PROBLEMS:
1 – Name the three layers that the quilting text says make up a quilt sandwich.
2 – Retype the stretch of the quilting text from "4. A quilt sandwich" through "own quilts!!! WHAT??!?!!?", keeping every word and mark unchanged.
3 – Extend the quilting text onward from its final sentence.

TEXT SEGMENT:
-- -- --

1. Quilting isn’t just for grannies. And if you insist on believing that, you go right ahead. I’ll take your Granny and raise you two more little blue-haired ladies. Quilting is awesome. If your granny quilts, maybe she’s more awesome than you think she is. Maybe she’s more awesome than you and all along you’ve never known…..(you have a secretly awesome granny!)

2. Quilting isn’t the actual act of making a quilt, it’s the sewing that you do to a “quilt top” to make it all textured and snuggly. I’m not sure that definition is in the dictionary, but go with it. It’s mine.  And Katie’s, of course. Textured and snuggly. And quilting can completely change the personality of a quilt. It’s magical. Unicorns and flying broomsticks magical. Harry Potter ain’t got nothing on quilting.

3. Piecing = sewing together all the pieces to make the top of your quilt. Me and piecing? Not friends. Not even frenemies really.

4. A quilt sandwich is the top, the batting and the backing all together. That’s what you baste and then QUILT.

5. Lots of people don’t quilt their own quilts!!! WHAT??!?!!?

6. I have learned about two ways to quilt:

a. Stitch in the ditch. Quilting over the existing seems. Possibly I will never stitch in the ditch. Those are straight lines, you know. Me and straight lines are like two opposing gangs in Chicago. Bloods and Crips. Or however you spell it. I’m a stay at home mom. I should not know these things.

b. Free-motion quilting. Oh my. HELL! YES!!! now you’re talking!!! The first time I free-motion quilted I cried.

No really. I did.

-- -- --

EXTRACTED INFORMATION:
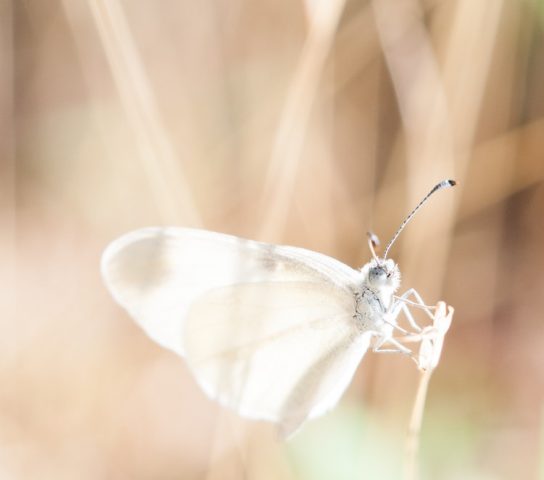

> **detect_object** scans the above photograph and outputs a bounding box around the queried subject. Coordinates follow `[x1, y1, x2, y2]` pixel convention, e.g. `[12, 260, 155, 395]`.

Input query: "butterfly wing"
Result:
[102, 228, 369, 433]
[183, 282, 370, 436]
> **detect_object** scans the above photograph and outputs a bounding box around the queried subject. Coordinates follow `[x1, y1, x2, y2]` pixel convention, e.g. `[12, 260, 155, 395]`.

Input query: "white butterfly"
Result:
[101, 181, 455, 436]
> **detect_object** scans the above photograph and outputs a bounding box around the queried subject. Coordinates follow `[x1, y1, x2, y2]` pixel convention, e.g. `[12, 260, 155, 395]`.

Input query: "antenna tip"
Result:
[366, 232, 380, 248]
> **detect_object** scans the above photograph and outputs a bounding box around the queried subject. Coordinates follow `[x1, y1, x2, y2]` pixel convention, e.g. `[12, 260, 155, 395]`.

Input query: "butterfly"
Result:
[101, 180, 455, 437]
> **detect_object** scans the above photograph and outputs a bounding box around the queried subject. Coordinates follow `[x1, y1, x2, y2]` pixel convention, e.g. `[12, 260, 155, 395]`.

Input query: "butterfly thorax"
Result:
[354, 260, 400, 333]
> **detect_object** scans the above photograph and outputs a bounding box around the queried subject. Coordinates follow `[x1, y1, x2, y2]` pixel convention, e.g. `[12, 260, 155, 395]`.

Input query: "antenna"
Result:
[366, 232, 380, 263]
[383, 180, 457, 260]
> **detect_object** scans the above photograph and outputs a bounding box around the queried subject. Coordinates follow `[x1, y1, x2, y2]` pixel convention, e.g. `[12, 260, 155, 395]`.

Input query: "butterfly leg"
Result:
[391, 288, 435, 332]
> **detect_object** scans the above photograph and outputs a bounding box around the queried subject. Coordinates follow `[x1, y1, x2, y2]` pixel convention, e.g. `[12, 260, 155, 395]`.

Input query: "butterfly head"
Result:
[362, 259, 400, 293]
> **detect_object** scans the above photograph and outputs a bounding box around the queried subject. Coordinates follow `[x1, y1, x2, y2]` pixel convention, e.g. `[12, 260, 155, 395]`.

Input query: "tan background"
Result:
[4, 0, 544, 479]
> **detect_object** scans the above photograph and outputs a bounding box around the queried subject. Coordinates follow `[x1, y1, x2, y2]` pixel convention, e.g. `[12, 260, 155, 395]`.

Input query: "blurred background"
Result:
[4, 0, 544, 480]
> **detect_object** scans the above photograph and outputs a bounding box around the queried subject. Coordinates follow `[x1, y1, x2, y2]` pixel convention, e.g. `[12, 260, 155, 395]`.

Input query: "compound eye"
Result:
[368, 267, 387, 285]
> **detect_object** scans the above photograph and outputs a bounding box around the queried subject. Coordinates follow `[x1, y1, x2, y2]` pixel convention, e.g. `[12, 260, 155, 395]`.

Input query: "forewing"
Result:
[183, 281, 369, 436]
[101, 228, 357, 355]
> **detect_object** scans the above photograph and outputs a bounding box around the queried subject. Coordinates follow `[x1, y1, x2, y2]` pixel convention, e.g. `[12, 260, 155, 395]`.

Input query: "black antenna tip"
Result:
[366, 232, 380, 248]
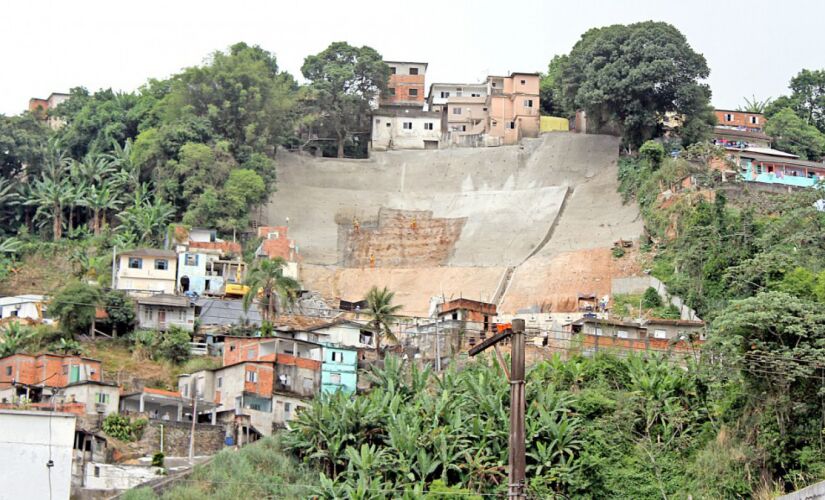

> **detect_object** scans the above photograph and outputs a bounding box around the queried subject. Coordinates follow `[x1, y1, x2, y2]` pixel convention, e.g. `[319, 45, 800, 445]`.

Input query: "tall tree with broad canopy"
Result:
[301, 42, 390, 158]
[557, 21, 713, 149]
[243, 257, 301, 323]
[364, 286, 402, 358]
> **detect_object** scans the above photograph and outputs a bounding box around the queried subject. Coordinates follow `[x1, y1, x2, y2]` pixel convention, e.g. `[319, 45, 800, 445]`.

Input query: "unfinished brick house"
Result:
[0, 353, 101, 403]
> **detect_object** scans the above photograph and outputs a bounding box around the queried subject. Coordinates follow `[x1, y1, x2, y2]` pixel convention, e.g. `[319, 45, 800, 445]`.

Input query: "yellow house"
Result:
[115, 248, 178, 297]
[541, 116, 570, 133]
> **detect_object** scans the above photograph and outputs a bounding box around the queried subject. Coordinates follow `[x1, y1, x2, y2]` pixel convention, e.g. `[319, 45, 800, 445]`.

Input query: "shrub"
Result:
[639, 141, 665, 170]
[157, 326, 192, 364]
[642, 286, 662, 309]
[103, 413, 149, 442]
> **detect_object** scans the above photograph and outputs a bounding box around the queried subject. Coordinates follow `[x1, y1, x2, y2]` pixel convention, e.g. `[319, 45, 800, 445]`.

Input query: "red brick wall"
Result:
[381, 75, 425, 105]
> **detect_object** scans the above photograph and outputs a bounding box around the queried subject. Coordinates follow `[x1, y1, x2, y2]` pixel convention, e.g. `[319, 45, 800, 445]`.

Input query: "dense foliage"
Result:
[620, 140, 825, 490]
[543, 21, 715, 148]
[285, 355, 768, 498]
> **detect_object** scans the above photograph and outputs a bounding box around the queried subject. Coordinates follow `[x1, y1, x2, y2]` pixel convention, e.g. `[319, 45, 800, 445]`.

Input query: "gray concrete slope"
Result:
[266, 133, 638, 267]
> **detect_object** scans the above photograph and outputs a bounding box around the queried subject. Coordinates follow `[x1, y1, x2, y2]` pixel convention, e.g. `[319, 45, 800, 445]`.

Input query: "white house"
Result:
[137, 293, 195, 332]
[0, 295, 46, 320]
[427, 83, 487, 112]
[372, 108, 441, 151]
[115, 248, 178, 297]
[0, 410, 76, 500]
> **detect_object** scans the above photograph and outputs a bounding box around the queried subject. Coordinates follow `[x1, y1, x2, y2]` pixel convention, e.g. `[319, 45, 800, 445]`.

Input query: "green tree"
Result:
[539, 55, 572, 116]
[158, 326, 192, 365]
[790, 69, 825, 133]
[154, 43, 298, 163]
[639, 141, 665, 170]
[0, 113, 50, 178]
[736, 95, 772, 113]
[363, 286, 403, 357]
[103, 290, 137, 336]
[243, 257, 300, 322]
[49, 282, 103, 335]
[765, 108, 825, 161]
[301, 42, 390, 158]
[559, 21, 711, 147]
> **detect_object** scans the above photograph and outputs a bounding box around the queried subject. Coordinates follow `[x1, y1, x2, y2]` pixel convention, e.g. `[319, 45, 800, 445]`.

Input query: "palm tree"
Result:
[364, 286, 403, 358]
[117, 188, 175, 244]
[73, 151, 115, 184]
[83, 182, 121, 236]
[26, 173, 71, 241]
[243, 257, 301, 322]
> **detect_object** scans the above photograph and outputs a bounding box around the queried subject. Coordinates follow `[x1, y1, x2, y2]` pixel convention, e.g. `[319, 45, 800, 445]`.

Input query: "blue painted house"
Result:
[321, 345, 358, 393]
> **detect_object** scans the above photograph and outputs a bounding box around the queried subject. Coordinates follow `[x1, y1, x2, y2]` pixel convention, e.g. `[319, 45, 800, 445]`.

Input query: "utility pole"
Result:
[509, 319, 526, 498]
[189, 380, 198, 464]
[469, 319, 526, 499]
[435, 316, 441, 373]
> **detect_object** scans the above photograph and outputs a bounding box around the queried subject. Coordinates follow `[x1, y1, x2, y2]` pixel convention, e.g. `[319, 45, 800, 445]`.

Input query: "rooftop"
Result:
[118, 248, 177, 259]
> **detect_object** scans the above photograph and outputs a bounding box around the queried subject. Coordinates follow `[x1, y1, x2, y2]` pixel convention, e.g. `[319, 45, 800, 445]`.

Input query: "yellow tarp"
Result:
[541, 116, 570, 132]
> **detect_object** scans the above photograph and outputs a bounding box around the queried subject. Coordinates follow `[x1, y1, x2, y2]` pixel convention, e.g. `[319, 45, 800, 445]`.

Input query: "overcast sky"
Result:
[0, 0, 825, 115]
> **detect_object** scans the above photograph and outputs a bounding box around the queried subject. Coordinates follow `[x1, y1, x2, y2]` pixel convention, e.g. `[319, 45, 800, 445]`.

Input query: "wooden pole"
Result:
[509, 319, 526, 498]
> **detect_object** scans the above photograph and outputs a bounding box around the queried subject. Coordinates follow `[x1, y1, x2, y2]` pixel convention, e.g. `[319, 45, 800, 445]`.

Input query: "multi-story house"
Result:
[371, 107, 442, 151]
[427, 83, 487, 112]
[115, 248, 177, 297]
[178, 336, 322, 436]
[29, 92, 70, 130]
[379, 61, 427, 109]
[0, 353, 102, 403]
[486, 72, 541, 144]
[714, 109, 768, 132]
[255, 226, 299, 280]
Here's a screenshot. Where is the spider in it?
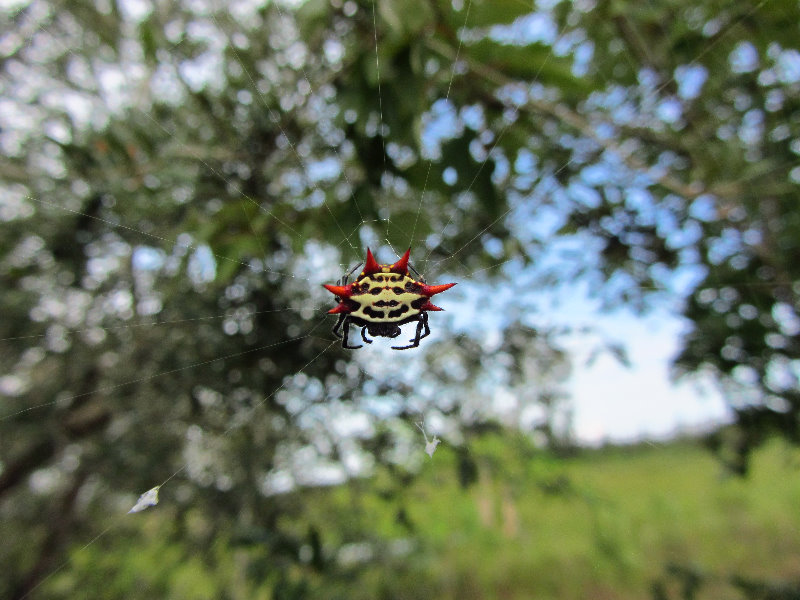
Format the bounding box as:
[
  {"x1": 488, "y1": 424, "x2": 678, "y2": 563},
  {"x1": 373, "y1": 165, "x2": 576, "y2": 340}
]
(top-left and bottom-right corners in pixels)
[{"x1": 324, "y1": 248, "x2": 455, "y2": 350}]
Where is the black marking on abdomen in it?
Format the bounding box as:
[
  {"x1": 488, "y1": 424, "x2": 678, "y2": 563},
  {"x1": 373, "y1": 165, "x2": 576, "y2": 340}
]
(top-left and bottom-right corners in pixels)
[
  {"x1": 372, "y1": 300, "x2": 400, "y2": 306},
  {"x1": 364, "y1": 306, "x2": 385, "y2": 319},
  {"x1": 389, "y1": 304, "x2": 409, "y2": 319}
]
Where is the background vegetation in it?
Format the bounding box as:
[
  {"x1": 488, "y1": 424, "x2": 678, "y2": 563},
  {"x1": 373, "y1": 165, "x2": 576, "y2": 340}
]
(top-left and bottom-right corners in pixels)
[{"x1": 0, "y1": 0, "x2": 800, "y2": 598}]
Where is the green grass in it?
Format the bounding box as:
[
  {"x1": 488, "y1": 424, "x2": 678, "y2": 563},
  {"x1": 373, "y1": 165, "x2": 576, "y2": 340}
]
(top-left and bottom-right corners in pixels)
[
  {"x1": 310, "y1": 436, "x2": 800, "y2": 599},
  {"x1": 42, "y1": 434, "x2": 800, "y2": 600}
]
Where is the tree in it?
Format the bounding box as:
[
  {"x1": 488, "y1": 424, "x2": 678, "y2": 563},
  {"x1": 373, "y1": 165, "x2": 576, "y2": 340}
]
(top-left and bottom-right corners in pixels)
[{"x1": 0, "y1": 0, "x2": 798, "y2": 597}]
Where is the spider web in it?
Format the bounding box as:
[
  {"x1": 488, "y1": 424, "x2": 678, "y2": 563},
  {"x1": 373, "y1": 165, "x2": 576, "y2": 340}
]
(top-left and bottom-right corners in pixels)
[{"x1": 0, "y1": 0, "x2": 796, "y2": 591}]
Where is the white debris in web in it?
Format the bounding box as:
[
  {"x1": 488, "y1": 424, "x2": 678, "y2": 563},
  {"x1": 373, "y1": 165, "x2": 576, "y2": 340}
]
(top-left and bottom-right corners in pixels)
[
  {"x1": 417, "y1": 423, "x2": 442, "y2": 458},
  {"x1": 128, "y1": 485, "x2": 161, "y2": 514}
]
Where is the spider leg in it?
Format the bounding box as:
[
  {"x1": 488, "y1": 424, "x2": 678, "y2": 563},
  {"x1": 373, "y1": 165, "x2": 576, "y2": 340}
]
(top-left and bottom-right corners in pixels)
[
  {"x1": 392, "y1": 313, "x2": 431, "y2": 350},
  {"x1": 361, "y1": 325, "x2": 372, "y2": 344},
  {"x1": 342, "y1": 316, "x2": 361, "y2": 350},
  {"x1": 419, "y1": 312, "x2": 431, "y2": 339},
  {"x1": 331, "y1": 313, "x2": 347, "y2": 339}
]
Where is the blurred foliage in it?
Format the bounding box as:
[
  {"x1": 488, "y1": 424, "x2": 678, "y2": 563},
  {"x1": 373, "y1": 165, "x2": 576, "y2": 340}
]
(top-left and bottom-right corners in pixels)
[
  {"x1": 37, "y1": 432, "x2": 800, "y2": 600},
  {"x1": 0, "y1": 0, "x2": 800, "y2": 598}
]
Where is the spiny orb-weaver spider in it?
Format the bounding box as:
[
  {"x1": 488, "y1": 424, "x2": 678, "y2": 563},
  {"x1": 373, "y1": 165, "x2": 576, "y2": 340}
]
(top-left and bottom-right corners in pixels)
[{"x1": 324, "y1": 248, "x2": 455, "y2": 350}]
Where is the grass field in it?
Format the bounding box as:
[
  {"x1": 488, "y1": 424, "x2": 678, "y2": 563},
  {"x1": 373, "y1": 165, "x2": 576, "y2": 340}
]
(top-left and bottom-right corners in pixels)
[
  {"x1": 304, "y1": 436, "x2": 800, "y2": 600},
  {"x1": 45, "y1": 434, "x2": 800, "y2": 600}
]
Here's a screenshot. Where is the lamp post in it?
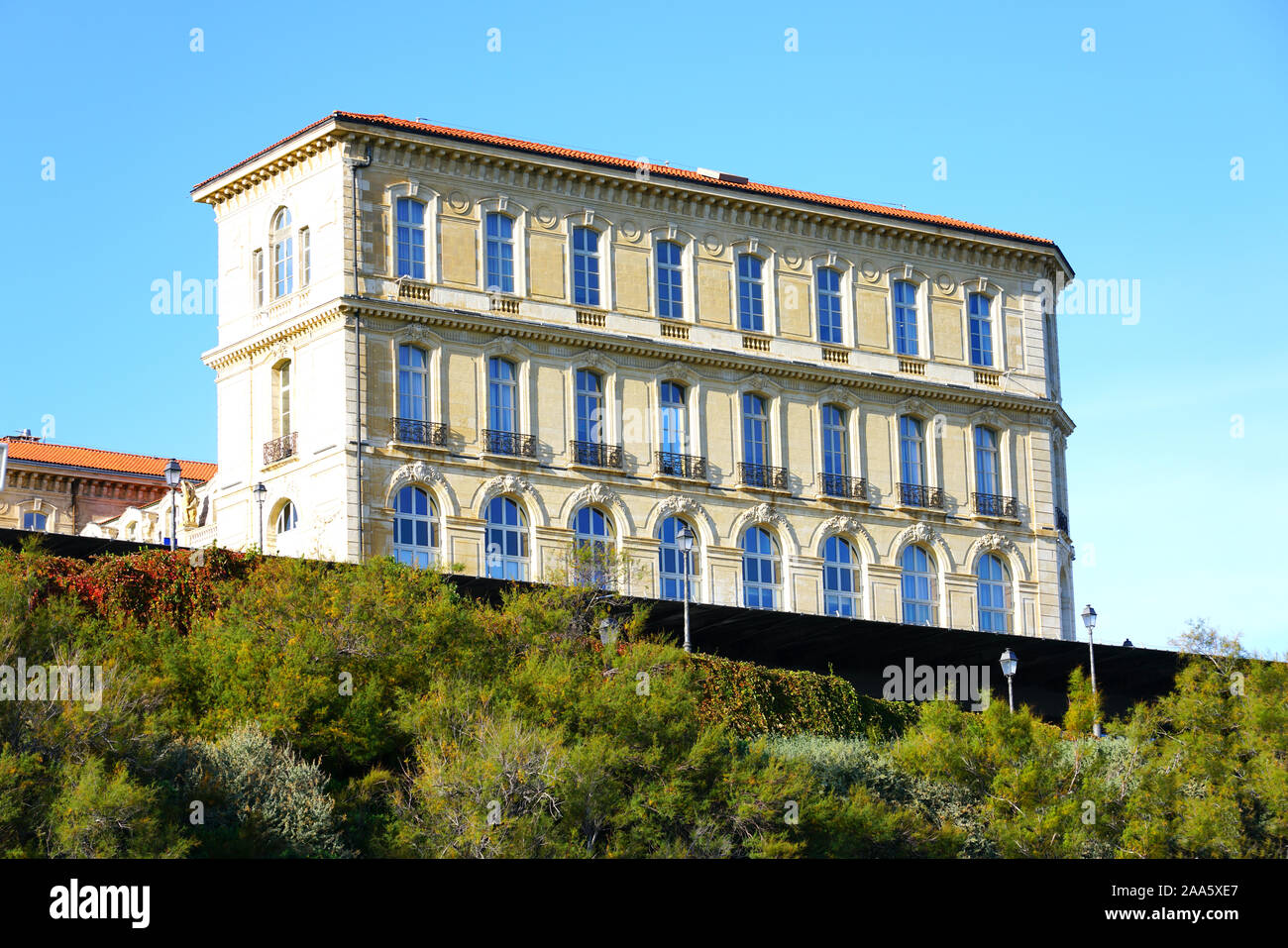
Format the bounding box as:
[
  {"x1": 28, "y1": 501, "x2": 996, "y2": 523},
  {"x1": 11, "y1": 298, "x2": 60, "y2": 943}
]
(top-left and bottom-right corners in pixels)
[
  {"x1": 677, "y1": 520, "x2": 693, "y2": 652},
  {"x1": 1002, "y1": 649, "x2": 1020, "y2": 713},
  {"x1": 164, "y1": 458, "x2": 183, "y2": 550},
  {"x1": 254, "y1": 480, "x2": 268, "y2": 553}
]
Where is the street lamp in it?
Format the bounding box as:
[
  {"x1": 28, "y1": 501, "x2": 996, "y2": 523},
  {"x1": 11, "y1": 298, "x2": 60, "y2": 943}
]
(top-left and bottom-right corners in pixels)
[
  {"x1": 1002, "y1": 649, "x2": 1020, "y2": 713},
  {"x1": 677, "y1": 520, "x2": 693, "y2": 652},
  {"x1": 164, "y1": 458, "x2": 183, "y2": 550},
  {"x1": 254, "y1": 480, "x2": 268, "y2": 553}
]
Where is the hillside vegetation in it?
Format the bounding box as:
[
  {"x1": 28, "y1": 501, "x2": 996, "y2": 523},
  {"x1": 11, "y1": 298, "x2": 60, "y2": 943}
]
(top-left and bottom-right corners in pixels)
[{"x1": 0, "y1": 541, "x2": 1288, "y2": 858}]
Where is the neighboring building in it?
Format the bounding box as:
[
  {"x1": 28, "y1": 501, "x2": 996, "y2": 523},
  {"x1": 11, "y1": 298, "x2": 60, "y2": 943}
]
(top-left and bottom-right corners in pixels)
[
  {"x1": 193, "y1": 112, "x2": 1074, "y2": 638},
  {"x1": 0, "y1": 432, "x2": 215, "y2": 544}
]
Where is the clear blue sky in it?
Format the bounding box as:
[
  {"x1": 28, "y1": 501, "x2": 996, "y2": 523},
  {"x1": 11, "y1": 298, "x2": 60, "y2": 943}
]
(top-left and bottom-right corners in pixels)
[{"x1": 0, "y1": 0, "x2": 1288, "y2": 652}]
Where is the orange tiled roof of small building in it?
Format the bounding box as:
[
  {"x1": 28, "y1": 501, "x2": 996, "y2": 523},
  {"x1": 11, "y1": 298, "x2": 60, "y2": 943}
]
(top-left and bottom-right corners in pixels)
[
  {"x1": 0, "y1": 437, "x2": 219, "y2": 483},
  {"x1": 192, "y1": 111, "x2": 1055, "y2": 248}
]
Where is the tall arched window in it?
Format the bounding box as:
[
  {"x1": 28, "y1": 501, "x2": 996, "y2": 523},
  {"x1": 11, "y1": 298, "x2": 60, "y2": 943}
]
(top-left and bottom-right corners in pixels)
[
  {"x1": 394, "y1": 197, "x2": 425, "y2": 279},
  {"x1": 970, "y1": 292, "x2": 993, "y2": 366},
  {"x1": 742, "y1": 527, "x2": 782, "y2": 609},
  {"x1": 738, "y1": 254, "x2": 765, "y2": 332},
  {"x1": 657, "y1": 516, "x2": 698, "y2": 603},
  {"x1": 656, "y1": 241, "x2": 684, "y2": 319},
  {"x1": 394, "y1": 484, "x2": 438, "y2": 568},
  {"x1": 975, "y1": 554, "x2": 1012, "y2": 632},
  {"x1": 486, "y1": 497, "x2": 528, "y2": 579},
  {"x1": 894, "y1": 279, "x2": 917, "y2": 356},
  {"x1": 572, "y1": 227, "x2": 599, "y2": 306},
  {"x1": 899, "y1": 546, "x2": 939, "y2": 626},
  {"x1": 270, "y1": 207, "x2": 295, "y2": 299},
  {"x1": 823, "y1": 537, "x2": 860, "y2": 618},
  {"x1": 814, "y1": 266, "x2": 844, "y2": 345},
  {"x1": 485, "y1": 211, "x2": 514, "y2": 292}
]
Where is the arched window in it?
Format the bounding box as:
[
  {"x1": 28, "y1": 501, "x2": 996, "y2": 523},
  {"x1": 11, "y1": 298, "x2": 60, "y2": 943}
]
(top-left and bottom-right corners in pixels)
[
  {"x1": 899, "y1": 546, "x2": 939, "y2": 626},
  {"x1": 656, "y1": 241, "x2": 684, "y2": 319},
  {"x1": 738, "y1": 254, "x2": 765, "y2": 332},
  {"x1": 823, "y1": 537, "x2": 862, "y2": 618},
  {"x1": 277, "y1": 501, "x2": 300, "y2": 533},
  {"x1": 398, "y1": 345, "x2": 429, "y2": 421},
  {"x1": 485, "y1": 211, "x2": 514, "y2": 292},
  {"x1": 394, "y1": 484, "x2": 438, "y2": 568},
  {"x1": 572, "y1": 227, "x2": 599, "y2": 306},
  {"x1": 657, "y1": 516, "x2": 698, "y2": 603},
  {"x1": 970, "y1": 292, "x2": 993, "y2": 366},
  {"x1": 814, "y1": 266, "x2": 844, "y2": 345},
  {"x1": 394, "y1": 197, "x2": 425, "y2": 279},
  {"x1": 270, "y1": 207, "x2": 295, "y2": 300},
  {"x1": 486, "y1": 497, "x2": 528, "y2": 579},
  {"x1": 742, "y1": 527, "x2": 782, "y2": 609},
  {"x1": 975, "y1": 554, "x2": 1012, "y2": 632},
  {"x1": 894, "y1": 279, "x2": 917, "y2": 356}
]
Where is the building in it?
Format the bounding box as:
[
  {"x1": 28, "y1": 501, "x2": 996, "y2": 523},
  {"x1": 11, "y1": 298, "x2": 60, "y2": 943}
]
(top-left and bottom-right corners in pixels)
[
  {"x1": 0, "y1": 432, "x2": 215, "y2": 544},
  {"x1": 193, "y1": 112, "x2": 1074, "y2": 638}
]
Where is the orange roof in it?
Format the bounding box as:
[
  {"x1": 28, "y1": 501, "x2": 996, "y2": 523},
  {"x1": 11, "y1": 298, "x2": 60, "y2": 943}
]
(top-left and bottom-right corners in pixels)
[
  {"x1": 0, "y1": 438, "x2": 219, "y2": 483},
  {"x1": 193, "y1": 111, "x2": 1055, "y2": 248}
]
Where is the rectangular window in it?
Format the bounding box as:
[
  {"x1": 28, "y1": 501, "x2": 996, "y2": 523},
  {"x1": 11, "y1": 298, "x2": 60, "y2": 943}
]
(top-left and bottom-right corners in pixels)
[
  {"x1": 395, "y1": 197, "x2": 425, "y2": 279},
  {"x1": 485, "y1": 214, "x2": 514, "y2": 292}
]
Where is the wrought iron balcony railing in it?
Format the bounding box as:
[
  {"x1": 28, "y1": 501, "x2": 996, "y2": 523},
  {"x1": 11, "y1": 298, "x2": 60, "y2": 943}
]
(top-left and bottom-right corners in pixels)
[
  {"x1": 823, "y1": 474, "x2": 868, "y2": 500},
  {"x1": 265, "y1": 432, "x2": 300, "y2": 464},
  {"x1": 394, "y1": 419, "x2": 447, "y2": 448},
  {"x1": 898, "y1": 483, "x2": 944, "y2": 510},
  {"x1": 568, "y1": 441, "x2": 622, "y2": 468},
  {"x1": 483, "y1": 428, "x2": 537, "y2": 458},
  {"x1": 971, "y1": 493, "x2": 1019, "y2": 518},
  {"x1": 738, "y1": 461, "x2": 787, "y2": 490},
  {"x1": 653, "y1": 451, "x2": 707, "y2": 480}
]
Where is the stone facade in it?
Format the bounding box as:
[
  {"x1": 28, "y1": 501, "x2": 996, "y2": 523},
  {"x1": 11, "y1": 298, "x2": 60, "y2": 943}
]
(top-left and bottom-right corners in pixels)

-- -- --

THE RESULTS:
1 – The top, the batting, and the backing.

2 –
4. A quilt sandwich is the top, the batting and the backing all together. That’s what you baste and then QUILT.

5. Lots of people don’t quilt their own quilts!!! WHAT??!?!!?

3 –
It was SO fun I cried.  I’m sure if you’re an actual living human you’ve cried from joy, but have you ever cried from straight up fun?  It may seem weird, and sure, my heart was all inside my chest confused about all this glee and where it came from(?) and not prepared for it at all, and I had to let it out or I would implode! I couldn’t squeal – there were kids sleeping. So I cried. A little. Or maybe like a medium amount. Like I said; magical. Once I put that quilt sandwich under my needle and began to move it around I saw that I could create something amazing. And that, my friends, that knowing you can flat out make something amazing, is a feeling second only to feeling true love.

6. Loads of quilters who are absolutely amazing at other aspects of quilting are not okay with free-motion quilting. They are scared to death of it. I do not understand this. Who wants to miss out on fun that makes you cry? Not this girl. But that’s okay; the quilting community, or at least a (freaking awesome) little enclave of it, has accepted me, so I can most definitely accept them.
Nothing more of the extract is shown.